• Problem requirements: Change "clicks" to "points" in the part of the material that runs from its start through the line containing "box: [103, 9, 155, 70]", leaving everything else as is and omitting the pictures.

• Materials provided:
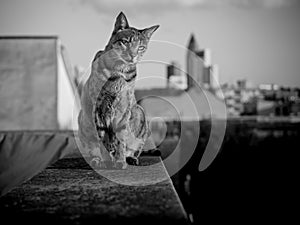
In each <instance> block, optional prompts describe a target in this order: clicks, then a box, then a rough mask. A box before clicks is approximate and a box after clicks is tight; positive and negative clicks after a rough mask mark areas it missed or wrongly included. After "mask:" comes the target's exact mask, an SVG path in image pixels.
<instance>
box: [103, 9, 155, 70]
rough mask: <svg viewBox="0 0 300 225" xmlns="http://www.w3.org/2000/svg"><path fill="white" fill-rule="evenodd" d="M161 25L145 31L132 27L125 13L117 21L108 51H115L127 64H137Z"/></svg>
mask: <svg viewBox="0 0 300 225" xmlns="http://www.w3.org/2000/svg"><path fill="white" fill-rule="evenodd" d="M158 27H159V25H155V26H151V27H149V28H145V29H141V30H139V29H136V28H134V27H130V26H129V23H128V20H127V18H126V16H125V15H124V13H123V12H121V13H120V14H119V15H118V16H117V19H116V22H115V27H114V30H113V33H112V36H111V38H110V40H109V43H108V44H107V46H106V50H110V49H113V50H114V51H115V52H116V53H117V54H118V55H119V57H120V58H121V59H123V60H124V61H125V62H126V63H133V64H135V63H137V62H139V61H140V60H141V57H142V56H143V54H144V53H145V52H146V50H147V46H148V42H149V40H150V38H151V36H152V34H153V33H154V31H156V29H157V28H158Z"/></svg>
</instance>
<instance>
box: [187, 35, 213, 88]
mask: <svg viewBox="0 0 300 225" xmlns="http://www.w3.org/2000/svg"><path fill="white" fill-rule="evenodd" d="M186 65H187V88H188V89H189V88H191V87H193V86H194V85H195V83H196V84H197V85H200V86H210V85H211V75H212V73H211V52H210V49H199V47H198V44H197V42H196V39H195V37H194V35H193V34H192V35H191V38H190V41H189V43H188V51H187V62H186Z"/></svg>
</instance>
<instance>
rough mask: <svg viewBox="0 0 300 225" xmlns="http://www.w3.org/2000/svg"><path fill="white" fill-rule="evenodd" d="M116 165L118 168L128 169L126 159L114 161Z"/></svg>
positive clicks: (118, 168) (115, 167)
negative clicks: (123, 160)
mask: <svg viewBox="0 0 300 225" xmlns="http://www.w3.org/2000/svg"><path fill="white" fill-rule="evenodd" d="M114 167H115V168H116V169H122V170H124V169H126V168H127V163H126V162H125V161H116V162H114Z"/></svg>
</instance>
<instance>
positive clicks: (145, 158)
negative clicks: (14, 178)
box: [0, 157, 187, 225]
mask: <svg viewBox="0 0 300 225" xmlns="http://www.w3.org/2000/svg"><path fill="white" fill-rule="evenodd" d="M152 163H160V164H162V162H161V159H160V158H159V157H142V159H141V165H142V166H145V165H148V164H152ZM162 168H163V167H162ZM161 173H162V174H166V171H165V170H162V171H161ZM149 174H150V175H151V174H152V171H148V175H149ZM128 176H130V173H129V174H128ZM144 176H147V174H144ZM0 210H1V214H2V215H3V216H4V217H5V219H7V221H10V223H11V222H17V221H22V223H27V222H28V223H30V224H89V225H90V224H124V223H125V224H128V223H130V224H167V223H168V224H187V219H186V214H185V212H184V210H183V207H182V205H181V202H180V200H179V198H178V196H177V193H176V191H175V189H174V187H173V185H172V183H171V180H170V179H168V180H166V181H164V182H160V183H158V184H155V185H149V186H126V185H120V184H117V183H114V182H112V181H110V180H108V179H106V178H104V177H102V176H100V175H99V174H98V173H96V172H95V171H94V170H92V169H91V168H90V167H89V165H88V164H86V163H85V161H84V159H83V158H77V159H62V160H59V161H58V162H56V163H55V164H53V165H51V166H50V167H48V168H47V169H45V170H44V171H42V172H41V173H39V174H38V175H36V176H35V177H33V178H32V179H31V180H29V181H27V182H25V183H23V184H22V185H20V186H18V187H17V188H15V189H14V190H13V191H11V192H10V193H8V194H6V195H5V196H3V197H2V198H0ZM2 219H4V218H2ZM5 221H6V220H5Z"/></svg>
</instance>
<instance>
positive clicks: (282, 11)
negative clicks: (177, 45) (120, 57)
mask: <svg viewBox="0 0 300 225" xmlns="http://www.w3.org/2000/svg"><path fill="white" fill-rule="evenodd" d="M0 6H1V7H0V35H1V36H3V35H34V36H37V35H58V36H59V38H60V39H61V41H62V43H63V45H64V46H65V47H66V48H67V50H68V53H69V57H70V60H71V63H72V64H73V65H80V66H83V67H85V68H87V67H89V65H90V63H91V60H92V58H93V57H94V54H95V53H96V52H97V51H98V50H99V49H103V48H104V46H105V45H106V43H107V41H108V39H109V37H110V35H111V32H112V28H113V24H114V21H115V17H116V16H117V14H118V13H119V12H120V11H123V12H124V13H125V14H126V16H127V18H128V20H129V23H130V25H132V26H134V27H137V28H145V27H147V26H151V25H155V24H160V25H161V27H160V28H159V29H158V30H157V31H156V33H155V34H154V35H153V40H159V41H167V42H170V43H175V44H177V45H179V46H185V47H186V46H187V44H188V41H189V38H190V35H191V33H193V34H194V35H195V37H196V39H197V42H198V44H199V47H200V48H209V49H211V52H212V61H213V63H214V64H218V65H219V71H220V82H221V83H233V82H235V81H236V80H239V79H247V80H249V81H251V82H253V83H254V84H261V83H275V84H279V85H284V86H291V87H295V86H298V87H299V86H300V77H299V75H300V72H299V71H300V63H299V59H300V27H299V22H300V7H299V6H300V2H299V1H296V0H261V1H258V0H254V1H250V0H247V1H238V0H225V1H218V0H213V1H207V0H202V1H196V0H190V1H169V0H167V1H156V0H155V1H144V0H142V1H137V0H130V1H120V0H115V1H107V0H102V1H96V0H92V1H80V0H75V1H71V0H65V1H35V0H28V1H16V0H12V1H7V0H4V1H1V3H0ZM185 57H186V51H185V49H180V48H178V47H174V46H173V47H170V45H169V46H167V44H165V46H163V47H162V42H155V41H154V42H153V43H150V46H149V49H148V51H147V53H146V55H145V59H146V60H147V59H148V60H155V59H157V60H159V61H161V62H165V63H169V62H170V61H173V60H175V61H178V62H179V64H180V65H181V67H182V69H183V70H186V64H185V63H186V62H185ZM152 75H155V76H161V77H165V75H166V66H165V65H164V64H159V65H153V64H149V65H148V66H147V65H141V69H140V71H139V76H140V77H142V78H143V77H146V76H152ZM147 85H148V86H149V87H150V86H156V84H154V83H153V84H152V83H151V82H147V84H146V85H145V86H147Z"/></svg>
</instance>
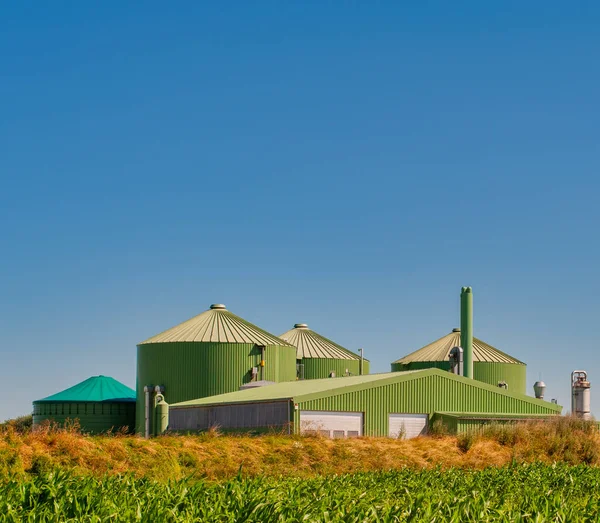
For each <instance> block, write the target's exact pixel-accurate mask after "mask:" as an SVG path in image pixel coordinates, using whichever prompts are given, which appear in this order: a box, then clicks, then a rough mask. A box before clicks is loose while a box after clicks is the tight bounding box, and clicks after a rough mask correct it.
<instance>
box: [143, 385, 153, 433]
mask: <svg viewBox="0 0 600 523" xmlns="http://www.w3.org/2000/svg"><path fill="white" fill-rule="evenodd" d="M152 390H154V387H153V386H152V385H146V386H145V387H144V395H145V397H146V408H145V411H144V416H145V418H144V437H145V438H146V439H148V438H149V437H150V392H151V391H152Z"/></svg>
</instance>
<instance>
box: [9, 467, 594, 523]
mask: <svg viewBox="0 0 600 523" xmlns="http://www.w3.org/2000/svg"><path fill="white" fill-rule="evenodd" d="M599 487H600V469H598V468H595V467H589V466H585V465H577V466H569V465H566V464H561V465H544V464H540V463H538V464H530V465H515V466H508V467H503V468H487V469H484V470H480V471H476V470H464V469H449V470H441V469H423V470H421V471H414V470H410V469H403V470H397V471H389V472H377V473H373V472H371V473H357V474H352V475H341V476H325V477H323V476H318V477H314V478H308V479H301V478H253V479H249V478H242V477H241V476H238V477H236V478H234V479H231V480H229V481H226V482H224V483H209V482H206V481H192V480H181V481H177V482H167V483H165V482H157V481H154V480H151V479H147V478H146V479H136V478H134V477H133V476H130V475H129V476H107V477H104V478H95V477H80V476H75V475H73V474H70V473H68V472H65V471H57V472H52V473H50V474H43V475H39V476H36V477H32V478H30V479H27V480H25V481H24V480H23V479H22V478H17V479H10V480H8V481H5V482H4V483H1V484H0V515H1V516H0V517H1V518H2V521H8V522H20V521H37V522H46V521H48V522H50V521H98V522H100V521H141V522H156V521H161V522H189V521H202V522H212V521H215V522H216V521H218V522H228V521H231V522H234V521H236V522H237V521H245V522H248V523H250V522H257V523H258V522H262V523H264V522H270V521H286V522H290V523H293V522H300V521H302V522H307V521H323V522H327V521H340V522H353V523H358V522H392V521H424V522H432V521H449V522H468V521H477V522H481V521H502V522H511V523H512V522H519V521H538V522H539V521H563V522H567V521H568V522H578V521H596V520H597V517H598V507H599V505H600V488H599Z"/></svg>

• Exercise response:
In each <instance> block, optional prompts describe a target in this order: points, then a box, then a rough mask. A box before points is approximate and a box after points is tight; positive and negative points after a rough mask mark areas it missed or wrongly included. After "mask:" comes the target's exact mask, an SVG path in image pixels.
<instance>
box: [103, 9, 155, 70]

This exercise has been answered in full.